— AIM OF THE EXERCISE —
Reproduce every one of the following lines character for character.

— Dataset items —

*-*-*

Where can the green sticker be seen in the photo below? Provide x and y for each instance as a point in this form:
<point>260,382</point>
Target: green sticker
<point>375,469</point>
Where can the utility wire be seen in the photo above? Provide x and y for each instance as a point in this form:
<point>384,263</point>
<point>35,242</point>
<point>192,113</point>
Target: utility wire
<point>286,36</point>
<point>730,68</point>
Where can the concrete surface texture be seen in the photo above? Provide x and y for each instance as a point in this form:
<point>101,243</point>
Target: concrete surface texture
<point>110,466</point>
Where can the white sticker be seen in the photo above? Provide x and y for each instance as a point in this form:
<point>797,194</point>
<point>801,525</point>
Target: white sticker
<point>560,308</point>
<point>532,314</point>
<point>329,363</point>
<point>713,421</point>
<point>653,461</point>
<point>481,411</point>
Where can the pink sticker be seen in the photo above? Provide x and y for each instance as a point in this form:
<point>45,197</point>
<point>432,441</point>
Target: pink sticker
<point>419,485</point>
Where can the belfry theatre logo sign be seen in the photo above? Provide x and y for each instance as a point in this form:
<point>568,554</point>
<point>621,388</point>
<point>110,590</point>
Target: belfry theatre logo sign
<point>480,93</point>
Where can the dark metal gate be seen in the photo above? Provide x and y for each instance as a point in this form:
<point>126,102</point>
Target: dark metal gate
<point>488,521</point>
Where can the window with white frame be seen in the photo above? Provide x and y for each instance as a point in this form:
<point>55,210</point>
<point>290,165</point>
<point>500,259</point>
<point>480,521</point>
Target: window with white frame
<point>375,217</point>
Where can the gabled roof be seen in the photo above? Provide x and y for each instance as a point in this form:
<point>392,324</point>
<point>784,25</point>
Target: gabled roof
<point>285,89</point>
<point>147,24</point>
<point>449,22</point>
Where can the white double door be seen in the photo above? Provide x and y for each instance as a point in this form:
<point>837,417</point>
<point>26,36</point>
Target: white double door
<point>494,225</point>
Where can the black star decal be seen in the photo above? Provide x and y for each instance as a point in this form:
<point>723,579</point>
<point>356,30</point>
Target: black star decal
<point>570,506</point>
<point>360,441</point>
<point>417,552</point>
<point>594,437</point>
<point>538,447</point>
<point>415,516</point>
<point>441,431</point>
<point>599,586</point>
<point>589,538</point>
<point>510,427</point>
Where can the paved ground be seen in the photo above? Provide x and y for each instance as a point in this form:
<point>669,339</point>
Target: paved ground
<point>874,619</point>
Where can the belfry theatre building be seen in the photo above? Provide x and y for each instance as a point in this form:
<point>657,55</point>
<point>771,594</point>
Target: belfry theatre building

*-*-*

— FULL RESPONSE —
Where can the green sticker be seen in the photo below? Provide x and y for each instance as a point in this form:
<point>260,382</point>
Target: green sticker
<point>375,469</point>
Where can the utility wire be seen in the photo above? Provide x and y for each instance as a point in this form:
<point>384,263</point>
<point>35,242</point>
<point>192,113</point>
Target: utility wire
<point>286,36</point>
<point>730,68</point>
Where can the concrete surface texture be seen in the photo above? Provide x and y for each instance as a point in this form:
<point>101,243</point>
Target: concrete surface texture
<point>110,466</point>
Where can the white sticker be seen in the photo above? Provide x and y for each instance as a point in this form:
<point>797,194</point>
<point>801,525</point>
Target: white sticker
<point>560,308</point>
<point>532,314</point>
<point>329,363</point>
<point>713,421</point>
<point>653,461</point>
<point>481,411</point>
Where can the pink sticker be seen in the photo above? Provide x and y for each instance as a point in this form:
<point>45,197</point>
<point>432,441</point>
Target: pink sticker
<point>419,485</point>
Where can the belfry theatre logo sign be seen in the photo above? Provide x and y for each instance as a point in this form:
<point>568,554</point>
<point>621,388</point>
<point>110,590</point>
Target: belfry theatre logo sign
<point>480,93</point>
Where can the dark metal gate be seen in the photo above? Provide x and y for each instance as a point in this form:
<point>126,102</point>
Target: dark metal gate
<point>488,521</point>
Where can the window with white frame be seen in the photo above? Provide x and y for each instance as a point in this form:
<point>55,210</point>
<point>290,165</point>
<point>500,259</point>
<point>480,521</point>
Target: window with white frame
<point>375,217</point>
Where can the gabled roof be seen in the photo above? Provide x and y for each instance as a point in this form:
<point>392,324</point>
<point>784,25</point>
Target: gabled roof
<point>285,89</point>
<point>147,24</point>
<point>449,22</point>
Where can the white double door be seen in the photo above? Provide x and y for each instance as a point in this form:
<point>837,417</point>
<point>26,36</point>
Target: white double door
<point>494,225</point>
Where can the black star decal be seen in the photo above? Provide x and y for each instance as a point in this form:
<point>723,579</point>
<point>356,30</point>
Target: black star decal
<point>570,506</point>
<point>360,441</point>
<point>417,552</point>
<point>594,437</point>
<point>538,447</point>
<point>415,516</point>
<point>441,431</point>
<point>599,586</point>
<point>589,538</point>
<point>510,427</point>
Where can the paved ground be seen in the photo above? Provide x and y for each instance as a point in this form:
<point>669,339</point>
Target: paved ground
<point>874,619</point>
Where can the belfry theatre building be seen in the photo above? Provide x and y for each instance as a point in this form:
<point>657,55</point>
<point>771,594</point>
Target: belfry theatre building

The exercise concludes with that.